- **EXERCISE**
Your response should consist of the lines below, printed exactly.

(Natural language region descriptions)
- - - -

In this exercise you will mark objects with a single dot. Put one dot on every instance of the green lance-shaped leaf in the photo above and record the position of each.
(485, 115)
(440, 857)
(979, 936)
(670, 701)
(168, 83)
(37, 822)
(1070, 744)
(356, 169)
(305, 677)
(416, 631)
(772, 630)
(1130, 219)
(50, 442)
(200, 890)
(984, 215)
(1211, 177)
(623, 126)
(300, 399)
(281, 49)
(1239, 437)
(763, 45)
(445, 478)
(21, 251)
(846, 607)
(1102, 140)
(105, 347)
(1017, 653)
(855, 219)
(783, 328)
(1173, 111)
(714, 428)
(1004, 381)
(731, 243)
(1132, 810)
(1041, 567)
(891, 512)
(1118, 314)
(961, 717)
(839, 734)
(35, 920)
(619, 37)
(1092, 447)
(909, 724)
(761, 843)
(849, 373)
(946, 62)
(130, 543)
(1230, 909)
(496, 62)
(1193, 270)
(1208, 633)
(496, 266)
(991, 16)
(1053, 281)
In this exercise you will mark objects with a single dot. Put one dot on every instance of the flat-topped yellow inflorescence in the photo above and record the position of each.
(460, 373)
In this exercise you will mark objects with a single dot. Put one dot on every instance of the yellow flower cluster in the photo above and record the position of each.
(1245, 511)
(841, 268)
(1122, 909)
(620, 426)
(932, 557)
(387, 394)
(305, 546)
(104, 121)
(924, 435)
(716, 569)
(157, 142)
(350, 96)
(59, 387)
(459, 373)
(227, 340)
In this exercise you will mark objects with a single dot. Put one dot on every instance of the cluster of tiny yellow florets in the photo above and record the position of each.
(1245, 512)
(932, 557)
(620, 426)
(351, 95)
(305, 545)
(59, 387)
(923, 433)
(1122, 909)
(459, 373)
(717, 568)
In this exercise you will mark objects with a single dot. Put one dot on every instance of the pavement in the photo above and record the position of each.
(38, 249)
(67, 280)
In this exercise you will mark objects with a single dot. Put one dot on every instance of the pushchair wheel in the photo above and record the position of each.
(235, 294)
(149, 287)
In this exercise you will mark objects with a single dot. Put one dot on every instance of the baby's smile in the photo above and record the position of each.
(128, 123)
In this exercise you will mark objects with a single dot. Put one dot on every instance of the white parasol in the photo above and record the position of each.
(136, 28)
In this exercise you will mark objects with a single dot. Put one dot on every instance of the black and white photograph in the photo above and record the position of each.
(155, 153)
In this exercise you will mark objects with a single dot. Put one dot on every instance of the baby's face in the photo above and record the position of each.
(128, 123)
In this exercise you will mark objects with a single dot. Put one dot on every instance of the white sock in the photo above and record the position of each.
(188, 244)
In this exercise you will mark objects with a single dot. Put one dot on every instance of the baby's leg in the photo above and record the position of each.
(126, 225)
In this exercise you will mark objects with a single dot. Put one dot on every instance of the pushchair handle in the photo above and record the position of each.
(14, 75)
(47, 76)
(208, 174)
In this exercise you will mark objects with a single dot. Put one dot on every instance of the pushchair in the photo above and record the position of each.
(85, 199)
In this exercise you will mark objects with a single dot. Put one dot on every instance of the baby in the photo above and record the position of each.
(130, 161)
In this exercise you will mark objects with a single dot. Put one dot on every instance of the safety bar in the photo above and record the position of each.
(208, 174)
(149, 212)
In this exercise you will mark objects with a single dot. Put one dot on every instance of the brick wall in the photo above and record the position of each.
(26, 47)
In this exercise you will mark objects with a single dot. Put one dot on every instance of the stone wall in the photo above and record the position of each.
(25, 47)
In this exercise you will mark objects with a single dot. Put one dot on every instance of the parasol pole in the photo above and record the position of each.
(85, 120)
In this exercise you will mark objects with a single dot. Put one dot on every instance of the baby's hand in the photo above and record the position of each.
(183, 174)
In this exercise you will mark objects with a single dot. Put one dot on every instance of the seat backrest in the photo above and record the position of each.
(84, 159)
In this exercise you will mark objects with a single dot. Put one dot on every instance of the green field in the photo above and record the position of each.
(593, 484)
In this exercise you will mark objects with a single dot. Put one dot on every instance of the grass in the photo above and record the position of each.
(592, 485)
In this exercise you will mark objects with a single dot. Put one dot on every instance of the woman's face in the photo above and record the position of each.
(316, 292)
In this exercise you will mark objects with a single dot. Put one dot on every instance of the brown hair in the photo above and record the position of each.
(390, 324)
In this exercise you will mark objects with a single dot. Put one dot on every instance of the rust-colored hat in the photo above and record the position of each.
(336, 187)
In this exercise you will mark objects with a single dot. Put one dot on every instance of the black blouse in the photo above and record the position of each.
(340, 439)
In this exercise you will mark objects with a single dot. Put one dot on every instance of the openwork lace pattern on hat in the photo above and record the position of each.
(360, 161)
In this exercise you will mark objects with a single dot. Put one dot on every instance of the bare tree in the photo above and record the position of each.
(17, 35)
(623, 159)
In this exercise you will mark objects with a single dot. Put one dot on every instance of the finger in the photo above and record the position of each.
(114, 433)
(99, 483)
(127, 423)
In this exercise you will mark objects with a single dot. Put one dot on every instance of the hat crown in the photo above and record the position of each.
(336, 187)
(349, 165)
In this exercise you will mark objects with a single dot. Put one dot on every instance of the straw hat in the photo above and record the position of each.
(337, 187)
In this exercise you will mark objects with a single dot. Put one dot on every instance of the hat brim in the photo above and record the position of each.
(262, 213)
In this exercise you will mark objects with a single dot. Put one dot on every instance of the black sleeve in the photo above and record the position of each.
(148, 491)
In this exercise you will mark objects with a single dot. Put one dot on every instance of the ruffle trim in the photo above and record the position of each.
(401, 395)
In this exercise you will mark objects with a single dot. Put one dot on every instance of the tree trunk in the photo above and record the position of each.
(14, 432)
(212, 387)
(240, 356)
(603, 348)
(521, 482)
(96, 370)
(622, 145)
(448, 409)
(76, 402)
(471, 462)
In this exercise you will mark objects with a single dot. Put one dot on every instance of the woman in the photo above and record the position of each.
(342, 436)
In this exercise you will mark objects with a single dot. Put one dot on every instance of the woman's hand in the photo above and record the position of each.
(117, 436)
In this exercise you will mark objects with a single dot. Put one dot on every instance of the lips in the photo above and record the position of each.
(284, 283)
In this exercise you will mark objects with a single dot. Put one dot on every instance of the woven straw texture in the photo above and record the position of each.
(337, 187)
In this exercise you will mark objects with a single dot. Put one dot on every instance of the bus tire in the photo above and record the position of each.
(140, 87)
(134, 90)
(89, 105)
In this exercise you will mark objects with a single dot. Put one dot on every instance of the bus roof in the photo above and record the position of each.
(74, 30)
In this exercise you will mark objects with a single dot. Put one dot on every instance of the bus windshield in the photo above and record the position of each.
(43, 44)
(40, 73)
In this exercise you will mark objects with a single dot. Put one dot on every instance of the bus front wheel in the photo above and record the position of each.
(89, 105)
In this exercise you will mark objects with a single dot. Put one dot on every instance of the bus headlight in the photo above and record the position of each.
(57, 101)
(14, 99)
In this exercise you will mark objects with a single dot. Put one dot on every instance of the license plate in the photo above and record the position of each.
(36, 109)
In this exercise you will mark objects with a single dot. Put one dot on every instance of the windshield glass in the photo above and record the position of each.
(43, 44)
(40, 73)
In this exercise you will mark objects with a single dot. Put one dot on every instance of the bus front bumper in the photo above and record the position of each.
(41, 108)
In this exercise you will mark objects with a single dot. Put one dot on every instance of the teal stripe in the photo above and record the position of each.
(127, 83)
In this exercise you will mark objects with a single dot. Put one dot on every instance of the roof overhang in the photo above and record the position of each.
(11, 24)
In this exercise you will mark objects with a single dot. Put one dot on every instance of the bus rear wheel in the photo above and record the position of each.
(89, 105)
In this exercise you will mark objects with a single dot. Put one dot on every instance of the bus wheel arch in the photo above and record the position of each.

- - - -

- **OUTPUT FOR THIS TASK**
In this exercise you will mark objects with a single dot. Put one dot on every instance of the green lance-shaped leaf in the photo above and record the position of each.
(485, 115)
(440, 857)
(979, 936)
(670, 701)
(168, 83)
(37, 822)
(1070, 744)
(356, 169)
(305, 677)
(416, 631)
(772, 630)
(1130, 219)
(50, 442)
(200, 890)
(984, 215)
(1211, 177)
(623, 126)
(300, 399)
(281, 49)
(1239, 437)
(763, 45)
(445, 478)
(21, 251)
(846, 607)
(1102, 140)
(105, 347)
(1017, 653)
(855, 219)
(783, 328)
(1173, 111)
(714, 428)
(1004, 381)
(731, 243)
(1132, 810)
(1041, 567)
(891, 512)
(1118, 314)
(961, 717)
(839, 734)
(35, 920)
(619, 37)
(1092, 447)
(909, 724)
(761, 843)
(849, 373)
(946, 62)
(130, 543)
(1230, 909)
(496, 62)
(1193, 270)
(1208, 633)
(496, 266)
(991, 16)
(1053, 281)
In this exercise you will mark objects with a single dot. Put one dot on every instance of the flat-topped yellow inflorescence in the photo above and record the position of each.
(460, 373)
In this exercise you will mark objects with a single dot. Put one dot on every instance of the yellow flower cluster in the photo above and record the position of each.
(1245, 511)
(841, 268)
(1122, 909)
(620, 426)
(932, 557)
(387, 394)
(305, 546)
(104, 121)
(924, 435)
(716, 569)
(157, 142)
(350, 96)
(59, 387)
(459, 373)
(227, 340)
In this exercise you will mark objects with a single dot. Put one dot on every instance of the cluster of tiny yellow florets in the photo above and record the position of each.
(1245, 512)
(932, 557)
(620, 426)
(351, 95)
(305, 545)
(59, 387)
(923, 433)
(1122, 909)
(459, 373)
(717, 568)
In this exercise you will mark objects with a single dot. Put one dot on every instance of the pavement in the photo above and record the position of each.
(38, 249)
(67, 280)
In this exercise you will mark objects with a single dot. Put one dot on every instance of the pushchair wheel in the photo above and record the position of each.
(235, 294)
(149, 287)
In this exercise you will mark objects with a single dot. Put one dot on every instance of the baby's smile in the photo above and record the position of each.
(128, 123)
In this exercise you will mark objects with a single dot. Put one dot on every instance of the white parasol in the photo above and record the position of each.
(136, 28)
In this exercise you will mark objects with a single dot. Put one dot on every instance of the black and white photograph in the photo above and record the position of each.
(155, 153)
In this exercise you will mark objects with a single dot. Put one dot on every instance of the baby's face in the photo above and record the position of each.
(128, 123)
In this exercise you will mark objects with a single dot. Put one dot on every instance of the white sock in the photo above and record the position of each.
(188, 244)
In this exercise you will mark objects with a single dot. Put one dot on every instance of the baby's leg in the photo above and record the position of each.
(126, 225)
In this exercise you will mark objects with a single dot. Put one dot on every instance of the pushchair handle in the photo above and record the position of each.
(14, 75)
(47, 76)
(208, 174)
In this exercise you will mark objects with a single dot. Put one dot on every instance of the pushchair in the photo above and record the position of each.
(85, 199)
In this exercise you will mark objects with a single dot. Put one dot on every instance of the baby in the photo above and record the position of each.
(130, 161)
In this exercise you will mark objects with a single dot. Put one dot on every instance of the safety bar in the photo above and record the position of each.
(208, 174)
(149, 212)
In this exercise you will mark objects with a single dot. Put one dot on every instance of the brick wall in the photo above and record the position of each.
(26, 47)
In this exercise you will mark objects with a single dot. Put one dot on every instance of the stone wall in the photo above and record the position of each.
(25, 47)
In this exercise you will mark objects with a single dot. Put one dot on every instance of the parasol pole in the photo above and record the position of each.
(85, 120)
In this exercise you will mark objects with a single dot. Put one dot on every instance of the baby's hand in the photo above and record the position of each.
(183, 174)
In this exercise you will mark objects with a single dot. Put one dot on every instance of the seat backrest in the photo above and record the position of each.
(84, 159)
In this exercise you will mark objects with a single dot. Put one dot on every instance of the green field in the photo above and record the position of each.
(593, 484)
In this exercise you will mark objects with a single dot. Put one dot on every instance of the grass in the photo above and record the position of each.
(592, 485)
In this exercise you will mark objects with a single dot. Put one dot on every instance of the woman's face in the photo above and record the position of each.
(316, 292)
In this exercise you will mark objects with a single dot. Put one dot on every instance of the brown hair in the photo above and record the position of each.
(390, 324)
In this exercise you will mark objects with a single dot. Put one dot on every instance of the rust-colored hat in the photo above and record the position of each.
(336, 187)
In this exercise you will mark objects with a single dot. Put one dot on every instance of the black blouse in the photo above and record the position of each.
(340, 439)
In this exercise you will mark objects with a single dot. Put one dot on every instance of the openwork lace pattern on hat in the photo above and record the position of each.
(360, 161)
In this exercise you will mark objects with a single dot. Put one dot on every instance of the bare tree in the photo above and record the position of each.
(17, 35)
(623, 159)
In this exercise you will mark objects with a single dot. Put one dot on every instance of the finger in the photo above and record the position of each.
(114, 433)
(99, 483)
(127, 423)
In this exercise you will mark objects with a single dot. Put one dot on every instance of the hat crown in the photo above and record the position of each.
(336, 187)
(349, 165)
In this exercise you will mark objects with a single dot. Put one dot on every instance of the straw hat in the photo above and record the position of each.
(337, 187)
In this exercise you will mark objects with a single dot. Put one dot on every instance of the hat brim in the photo above and record the position of each.
(262, 213)
In this exercise you will mark objects with a single dot. Put one dot on every instance of the black sleeve in the photo above and record the position of each.
(148, 491)
In this exercise you will mark objects with a single dot. Put one dot on every instance of the ruffle trim in the photo above and record the position of each.
(401, 395)
In this exercise you will mark objects with a single dot. Put one dot on every instance of the tree trunk in the photo above and record the position of each.
(14, 432)
(212, 387)
(240, 356)
(603, 348)
(521, 482)
(96, 370)
(622, 145)
(448, 409)
(76, 402)
(471, 462)
In this exercise you will mark objects with a single dot. Put one dot on every instance of the woman in the photo above and record the position of each.
(342, 436)
In this exercise you will mark objects with a single dot. Put one dot on every instance of the woman's hand in the photo above and record the position of each.
(117, 436)
In this exercise you will mark objects with a single dot. Put one dot on every instance of the lips in the photo above and record the position of each.
(284, 283)
In this exercise you will mark objects with a single dot. Put one dot on every instance of the woven straw texture in the photo above and record the position of each.
(337, 187)
In this exercise you will mark objects with a single dot. Put one dot on every instance of the bus tire in the photo above and record the position of each.
(140, 87)
(134, 90)
(89, 105)
In this exercise you will mark objects with a single dot. Put one dot on every instance of the bus roof in the photo above and record the position of each.
(74, 30)
In this exercise you will mark objects with a single dot. Put one dot on every instance of the bus windshield in the photo above and record the position of each.
(43, 44)
(40, 73)
In this exercise you will mark objects with a single dot. Put one dot on every instance of the bus front wheel in the photo above and record the position of each.
(89, 105)
In this exercise you will mark objects with a single dot. Put one dot on every instance of the bus headlight in the photo above and record the position of each.
(57, 101)
(14, 99)
In this exercise you will mark objects with a single dot. Put one dot on every instance of the license plate in the photo above and record the position of each.
(36, 109)
In this exercise you will mark objects with a single dot. Put one dot on every instance of the windshield glass in the photo above and record the position of each.
(43, 44)
(40, 73)
In this exercise you will mark objects with a single dot. Put one dot on every instance of the bus front bumper in the photo above and record the position of each.
(41, 108)
In this exercise you will mark objects with a single dot. Put one dot on every instance of the teal stripe in the photo above and record the position of each.
(127, 83)
In this exercise you will mark objects with a single dot. Put one dot on every instance of the roof overhang in the photo above and record the position of each.
(11, 24)
In this exercise you will mark objects with a single dot. Put one dot on every instance of the bus rear wheel in the photo above and record the position of each.
(89, 105)
In this exercise you will mark objects with a single dot. Put one dot on every instance of the bus wheel arch in the photo above and record the position of each.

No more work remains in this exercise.